The task: Determine how many lines of the material below contain the string "spoke", and reply with the number alone.

[Begin Data for this task]

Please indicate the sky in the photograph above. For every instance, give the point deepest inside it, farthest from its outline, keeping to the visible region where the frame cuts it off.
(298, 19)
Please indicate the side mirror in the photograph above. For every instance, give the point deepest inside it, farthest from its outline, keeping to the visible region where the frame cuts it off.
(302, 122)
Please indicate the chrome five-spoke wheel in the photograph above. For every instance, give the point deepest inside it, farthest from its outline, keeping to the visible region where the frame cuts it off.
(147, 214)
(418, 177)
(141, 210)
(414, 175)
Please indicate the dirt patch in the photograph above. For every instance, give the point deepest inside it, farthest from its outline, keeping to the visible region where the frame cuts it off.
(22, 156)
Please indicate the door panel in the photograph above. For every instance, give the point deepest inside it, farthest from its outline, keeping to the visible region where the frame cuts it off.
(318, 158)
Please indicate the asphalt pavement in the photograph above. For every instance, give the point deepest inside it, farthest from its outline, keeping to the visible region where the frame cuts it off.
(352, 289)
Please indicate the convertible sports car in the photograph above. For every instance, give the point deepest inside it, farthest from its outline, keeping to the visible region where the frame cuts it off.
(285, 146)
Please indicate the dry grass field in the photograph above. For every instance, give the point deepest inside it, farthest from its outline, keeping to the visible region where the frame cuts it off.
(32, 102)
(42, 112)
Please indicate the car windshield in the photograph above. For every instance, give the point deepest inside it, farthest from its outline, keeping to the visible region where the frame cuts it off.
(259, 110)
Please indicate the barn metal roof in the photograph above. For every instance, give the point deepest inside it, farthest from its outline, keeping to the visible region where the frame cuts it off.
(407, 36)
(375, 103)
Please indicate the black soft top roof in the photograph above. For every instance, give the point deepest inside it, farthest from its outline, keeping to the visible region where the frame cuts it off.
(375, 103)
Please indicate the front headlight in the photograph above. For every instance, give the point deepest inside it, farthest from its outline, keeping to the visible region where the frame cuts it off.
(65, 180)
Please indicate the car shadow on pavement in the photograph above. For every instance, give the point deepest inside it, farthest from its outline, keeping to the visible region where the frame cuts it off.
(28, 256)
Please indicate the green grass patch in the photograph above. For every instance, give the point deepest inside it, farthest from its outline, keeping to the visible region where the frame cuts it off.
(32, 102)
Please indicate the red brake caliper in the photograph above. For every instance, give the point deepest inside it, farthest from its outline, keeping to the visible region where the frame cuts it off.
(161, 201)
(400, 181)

[End Data for this task]
[Begin Data for this task]

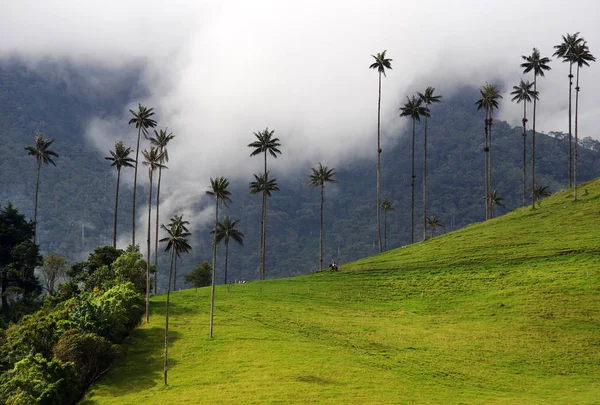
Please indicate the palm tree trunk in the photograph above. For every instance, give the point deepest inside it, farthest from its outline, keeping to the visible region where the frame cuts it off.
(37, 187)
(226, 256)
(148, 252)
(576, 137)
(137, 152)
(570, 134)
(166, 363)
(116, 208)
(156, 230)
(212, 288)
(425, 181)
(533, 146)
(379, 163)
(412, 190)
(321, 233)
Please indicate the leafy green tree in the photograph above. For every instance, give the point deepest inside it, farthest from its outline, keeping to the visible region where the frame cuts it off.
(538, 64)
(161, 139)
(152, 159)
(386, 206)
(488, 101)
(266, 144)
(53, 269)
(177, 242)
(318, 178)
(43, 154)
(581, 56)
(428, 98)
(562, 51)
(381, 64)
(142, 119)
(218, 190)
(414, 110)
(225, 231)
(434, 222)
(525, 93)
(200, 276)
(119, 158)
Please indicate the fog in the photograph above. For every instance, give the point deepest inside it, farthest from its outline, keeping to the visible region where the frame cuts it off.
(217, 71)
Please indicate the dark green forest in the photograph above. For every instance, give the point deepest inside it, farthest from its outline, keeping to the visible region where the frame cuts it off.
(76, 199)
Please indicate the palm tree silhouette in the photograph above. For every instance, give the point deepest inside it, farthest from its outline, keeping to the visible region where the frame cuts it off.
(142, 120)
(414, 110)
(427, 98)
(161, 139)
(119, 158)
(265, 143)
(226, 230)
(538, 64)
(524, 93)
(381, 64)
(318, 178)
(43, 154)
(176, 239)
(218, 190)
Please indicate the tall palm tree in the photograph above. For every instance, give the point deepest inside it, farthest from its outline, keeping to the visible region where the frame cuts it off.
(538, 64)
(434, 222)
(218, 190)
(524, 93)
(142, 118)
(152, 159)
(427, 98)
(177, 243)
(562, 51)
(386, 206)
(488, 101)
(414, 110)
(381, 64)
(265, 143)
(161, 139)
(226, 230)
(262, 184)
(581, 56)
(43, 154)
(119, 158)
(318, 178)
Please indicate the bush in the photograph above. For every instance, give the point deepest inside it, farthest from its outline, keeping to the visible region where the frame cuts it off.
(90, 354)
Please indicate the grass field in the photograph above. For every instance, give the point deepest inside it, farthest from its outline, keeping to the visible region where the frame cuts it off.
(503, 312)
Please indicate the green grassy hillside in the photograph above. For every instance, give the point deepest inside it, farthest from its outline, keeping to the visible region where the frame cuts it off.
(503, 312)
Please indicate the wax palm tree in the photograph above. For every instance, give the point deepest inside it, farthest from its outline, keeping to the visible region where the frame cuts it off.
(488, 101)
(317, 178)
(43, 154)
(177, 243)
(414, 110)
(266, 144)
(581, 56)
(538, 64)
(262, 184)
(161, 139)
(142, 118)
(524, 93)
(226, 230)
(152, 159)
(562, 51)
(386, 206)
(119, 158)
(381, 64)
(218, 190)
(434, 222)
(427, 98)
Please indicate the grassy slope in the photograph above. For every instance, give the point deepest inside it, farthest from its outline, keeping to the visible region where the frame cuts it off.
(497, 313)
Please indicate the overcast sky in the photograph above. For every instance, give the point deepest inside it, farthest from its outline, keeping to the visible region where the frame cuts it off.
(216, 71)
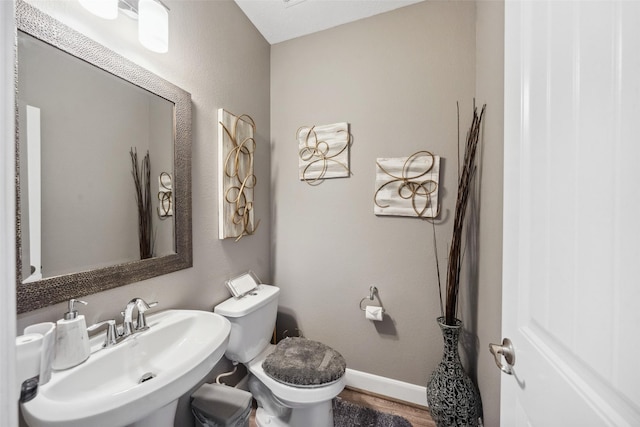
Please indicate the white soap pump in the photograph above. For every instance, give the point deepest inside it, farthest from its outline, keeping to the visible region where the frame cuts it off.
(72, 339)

[End Data for this task]

Task answer: 1